__THE TASK__
Write out, exactly as they stand, the line containing "Target: calm water" and all subsequent lines up to and including the final line of the records.

__SOURCE DATA__
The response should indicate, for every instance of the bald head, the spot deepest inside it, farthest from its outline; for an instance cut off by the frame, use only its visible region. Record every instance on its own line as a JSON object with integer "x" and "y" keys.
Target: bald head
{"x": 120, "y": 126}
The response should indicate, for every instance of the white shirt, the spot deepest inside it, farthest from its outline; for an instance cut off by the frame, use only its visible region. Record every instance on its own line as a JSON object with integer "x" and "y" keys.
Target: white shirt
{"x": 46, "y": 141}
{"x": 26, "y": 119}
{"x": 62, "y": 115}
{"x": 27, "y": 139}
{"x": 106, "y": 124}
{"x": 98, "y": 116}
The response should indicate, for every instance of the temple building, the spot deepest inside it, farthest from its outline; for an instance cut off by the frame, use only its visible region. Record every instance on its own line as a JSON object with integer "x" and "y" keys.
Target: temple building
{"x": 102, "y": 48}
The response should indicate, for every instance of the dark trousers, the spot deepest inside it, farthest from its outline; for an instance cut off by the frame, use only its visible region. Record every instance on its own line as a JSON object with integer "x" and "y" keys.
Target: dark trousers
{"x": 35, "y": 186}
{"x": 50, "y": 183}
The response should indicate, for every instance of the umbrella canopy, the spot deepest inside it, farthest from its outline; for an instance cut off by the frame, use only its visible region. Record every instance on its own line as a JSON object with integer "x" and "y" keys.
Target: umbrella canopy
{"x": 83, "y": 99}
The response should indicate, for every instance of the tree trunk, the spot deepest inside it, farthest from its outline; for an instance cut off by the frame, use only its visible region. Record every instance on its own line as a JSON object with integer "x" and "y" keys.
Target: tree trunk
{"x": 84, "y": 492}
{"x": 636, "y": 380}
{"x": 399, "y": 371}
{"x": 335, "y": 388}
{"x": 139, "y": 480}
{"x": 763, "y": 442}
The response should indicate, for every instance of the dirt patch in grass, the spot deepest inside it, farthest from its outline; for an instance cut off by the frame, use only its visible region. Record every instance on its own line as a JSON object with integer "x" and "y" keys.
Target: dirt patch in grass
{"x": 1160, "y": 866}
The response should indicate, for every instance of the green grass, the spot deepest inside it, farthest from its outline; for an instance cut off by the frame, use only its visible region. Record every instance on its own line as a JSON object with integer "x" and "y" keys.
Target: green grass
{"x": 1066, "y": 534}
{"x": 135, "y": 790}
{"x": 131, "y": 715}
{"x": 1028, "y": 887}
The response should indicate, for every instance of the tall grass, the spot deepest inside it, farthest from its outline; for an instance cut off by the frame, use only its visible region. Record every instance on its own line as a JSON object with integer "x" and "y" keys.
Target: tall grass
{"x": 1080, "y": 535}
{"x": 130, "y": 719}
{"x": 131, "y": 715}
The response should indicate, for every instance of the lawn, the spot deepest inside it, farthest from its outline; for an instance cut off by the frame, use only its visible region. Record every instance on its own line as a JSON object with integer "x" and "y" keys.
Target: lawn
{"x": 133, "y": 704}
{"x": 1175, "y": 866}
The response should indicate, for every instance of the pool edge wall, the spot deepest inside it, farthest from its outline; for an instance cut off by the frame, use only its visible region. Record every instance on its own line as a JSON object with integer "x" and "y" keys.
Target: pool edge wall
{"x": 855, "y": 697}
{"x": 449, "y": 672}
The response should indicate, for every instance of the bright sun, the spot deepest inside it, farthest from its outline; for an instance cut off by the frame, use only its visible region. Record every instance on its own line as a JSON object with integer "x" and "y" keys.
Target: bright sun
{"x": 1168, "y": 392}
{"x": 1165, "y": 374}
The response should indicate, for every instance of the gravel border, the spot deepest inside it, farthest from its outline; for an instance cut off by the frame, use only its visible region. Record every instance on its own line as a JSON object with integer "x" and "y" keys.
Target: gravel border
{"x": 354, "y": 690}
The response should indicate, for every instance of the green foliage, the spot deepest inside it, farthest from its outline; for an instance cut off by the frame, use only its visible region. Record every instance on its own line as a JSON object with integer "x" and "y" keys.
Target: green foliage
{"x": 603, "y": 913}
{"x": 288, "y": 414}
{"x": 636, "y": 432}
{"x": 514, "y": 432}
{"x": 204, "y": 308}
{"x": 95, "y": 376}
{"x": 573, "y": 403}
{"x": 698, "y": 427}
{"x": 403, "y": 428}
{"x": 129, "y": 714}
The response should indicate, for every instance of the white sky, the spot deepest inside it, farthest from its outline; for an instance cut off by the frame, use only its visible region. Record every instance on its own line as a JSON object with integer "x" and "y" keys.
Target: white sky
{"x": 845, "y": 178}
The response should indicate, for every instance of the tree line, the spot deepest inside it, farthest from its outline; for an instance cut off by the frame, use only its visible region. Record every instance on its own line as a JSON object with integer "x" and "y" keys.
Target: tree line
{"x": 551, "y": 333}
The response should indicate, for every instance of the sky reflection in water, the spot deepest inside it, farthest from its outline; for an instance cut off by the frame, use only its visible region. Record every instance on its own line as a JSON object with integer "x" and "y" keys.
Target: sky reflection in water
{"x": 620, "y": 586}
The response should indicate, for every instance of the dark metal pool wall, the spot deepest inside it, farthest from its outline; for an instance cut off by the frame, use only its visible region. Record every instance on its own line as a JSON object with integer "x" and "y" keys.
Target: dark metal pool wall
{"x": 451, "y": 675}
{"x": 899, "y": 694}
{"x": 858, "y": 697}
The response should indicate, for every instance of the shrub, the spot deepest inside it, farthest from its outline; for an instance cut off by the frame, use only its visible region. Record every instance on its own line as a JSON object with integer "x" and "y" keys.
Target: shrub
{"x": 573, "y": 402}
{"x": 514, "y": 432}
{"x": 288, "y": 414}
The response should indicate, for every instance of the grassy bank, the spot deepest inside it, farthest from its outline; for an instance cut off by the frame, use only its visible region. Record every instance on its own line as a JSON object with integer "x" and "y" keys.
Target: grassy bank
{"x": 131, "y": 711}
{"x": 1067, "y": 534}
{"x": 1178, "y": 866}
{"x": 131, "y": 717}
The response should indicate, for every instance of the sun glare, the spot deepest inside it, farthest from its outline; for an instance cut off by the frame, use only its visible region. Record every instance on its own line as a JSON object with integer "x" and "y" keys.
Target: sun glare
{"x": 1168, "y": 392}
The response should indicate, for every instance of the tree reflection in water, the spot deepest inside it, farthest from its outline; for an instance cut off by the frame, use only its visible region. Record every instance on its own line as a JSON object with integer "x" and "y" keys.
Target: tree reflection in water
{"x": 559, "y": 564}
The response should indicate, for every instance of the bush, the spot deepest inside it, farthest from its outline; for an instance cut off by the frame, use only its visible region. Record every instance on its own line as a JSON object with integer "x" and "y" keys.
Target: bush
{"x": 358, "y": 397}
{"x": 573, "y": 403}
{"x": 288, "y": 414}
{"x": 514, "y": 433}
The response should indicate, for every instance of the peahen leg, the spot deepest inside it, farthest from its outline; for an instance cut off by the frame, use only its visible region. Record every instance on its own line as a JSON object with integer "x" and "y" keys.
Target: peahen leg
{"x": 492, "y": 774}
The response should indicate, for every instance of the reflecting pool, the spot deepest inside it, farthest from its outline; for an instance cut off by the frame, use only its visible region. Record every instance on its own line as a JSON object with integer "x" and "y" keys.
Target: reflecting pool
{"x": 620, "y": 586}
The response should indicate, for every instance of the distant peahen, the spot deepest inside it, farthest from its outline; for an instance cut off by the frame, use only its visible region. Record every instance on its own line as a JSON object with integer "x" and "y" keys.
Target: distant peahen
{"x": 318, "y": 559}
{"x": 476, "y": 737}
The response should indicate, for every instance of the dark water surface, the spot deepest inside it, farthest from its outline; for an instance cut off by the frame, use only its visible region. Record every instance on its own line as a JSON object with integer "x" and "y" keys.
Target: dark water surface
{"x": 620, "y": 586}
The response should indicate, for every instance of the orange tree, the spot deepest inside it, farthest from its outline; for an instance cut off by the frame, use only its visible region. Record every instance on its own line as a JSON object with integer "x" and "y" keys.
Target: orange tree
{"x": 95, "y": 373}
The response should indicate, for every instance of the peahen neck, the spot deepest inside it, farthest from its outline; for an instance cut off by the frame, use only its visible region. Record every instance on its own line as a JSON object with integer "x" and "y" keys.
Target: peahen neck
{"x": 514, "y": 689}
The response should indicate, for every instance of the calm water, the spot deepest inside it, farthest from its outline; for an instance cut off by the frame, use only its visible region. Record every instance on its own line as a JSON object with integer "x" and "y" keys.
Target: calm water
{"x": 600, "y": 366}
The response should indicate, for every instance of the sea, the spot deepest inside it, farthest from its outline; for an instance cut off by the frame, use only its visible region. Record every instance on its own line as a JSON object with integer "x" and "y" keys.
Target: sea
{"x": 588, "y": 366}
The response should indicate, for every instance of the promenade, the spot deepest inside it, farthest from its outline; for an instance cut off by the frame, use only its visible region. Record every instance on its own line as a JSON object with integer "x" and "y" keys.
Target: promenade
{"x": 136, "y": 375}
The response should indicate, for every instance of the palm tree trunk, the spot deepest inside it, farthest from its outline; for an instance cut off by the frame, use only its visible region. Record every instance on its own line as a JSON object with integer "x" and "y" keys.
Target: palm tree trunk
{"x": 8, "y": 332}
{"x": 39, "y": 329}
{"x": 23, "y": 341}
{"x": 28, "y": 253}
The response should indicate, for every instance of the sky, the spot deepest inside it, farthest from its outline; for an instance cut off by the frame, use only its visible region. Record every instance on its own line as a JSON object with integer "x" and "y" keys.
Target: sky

__YOUR RESPONSE__
Target: calm water
{"x": 600, "y": 366}
The response should indicate, for every instance of the sea, the spot deepest inside it, farthest from its outline; for an instance cut off by the frame, use only its visible region. Record every instance on its own line as a JSON object with integer "x" and "y" keys.
Target: sea
{"x": 588, "y": 366}
The response should indicate, for every instance of the promenade, the spot deepest inside it, farthest from its outline; for an instance cut off by the frame, use only its visible region. Record every instance on its own line as a JSON object with integer "x" and "y" keys.
Target: promenade
{"x": 136, "y": 375}
The response should indicate, for every instance of the palm tree trunk, the spot deepest inside it, farthest from its outline; for an instance cut off by the frame, use only its visible region. Record every instance on its own line as a JSON object with integer "x" and "y" keys.
Target: palm tree trunk
{"x": 8, "y": 332}
{"x": 39, "y": 329}
{"x": 23, "y": 341}
{"x": 28, "y": 253}
The response should indicate, for every instance of the sky, the spot deepest inside it, farthest from its outline; for an instance cut off by the frame, use only its visible region. Record every instance on its own line as a JSON object with integer "x" and "y" keys.
Target: sky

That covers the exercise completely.